EXERCISE INSTRUCTIONS = Continue the forum thread below about Liberty and Elliot wrestling, picking up after its last line.

start SOURCE EXTRACT

# Liberty & Elliot wrestle



## MrsHooch (Aug 10, 2007)

Thank you Mary for sharing I enjoyed watching them!!!!


----------



## Kzwicker (Aug 14, 2007)

Elliot sounds like a grizzly bear! How cute.. Lexi is a good referee too.. I love her eye brows!


----------



## Maggies mom (Jan 6, 2006)

Wow.. they play nice compared to mine....lol.... great video. Abbie and Cruiser are my talkers and man does it sound nasty when there at it..


----------



## LibertyME (Jan 6, 2007)

That was Elliots 'indoor voice' LOL 
He has learned if it gets louder....momma will make us stop playing!! 
When outside its worse!!


----------



## Tailer'sFolks (Feb 27, 2007)

Hummm...I thought it was just Tailer being mouthy the other night!! Great to see them play! I'm Grinn'en!


----------



## LibertyME (Jan 6, 2007)

end SOURCE EXTRACT
start RAW DATA

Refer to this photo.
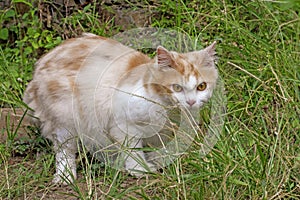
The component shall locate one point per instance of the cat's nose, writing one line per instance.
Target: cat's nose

end RAW DATA

FINAL RESULT =
nawww...Tailer was just fine!!....he just made himself to home!! 
Tailer is a sweetie boy...I love his color!!!


----------



## Griffyn'sMom (Mar 22, 2007)

Haha! No wrestling in the house boys! LOL Love Lexi's eyebrows - they are spectacular.

Gotta love the word ENOUGH! Griff knows that one too!


----------



## Oaklys Dad (Dec 28, 2005)

Hey I recognize those dogs :wavey: Looks like the scene at my house these days. Liberty and Elliot look like they were having fun. I should make an audio clip of that video because when Lexi gave her WOOF WOOF my two heard her and stopped wrestling.


----------



## Carraig (Jan 4, 2008)

Where was Lexi when my son was about six? Her bark has more authority!


----------



## cpsimone (Jan 4, 2008)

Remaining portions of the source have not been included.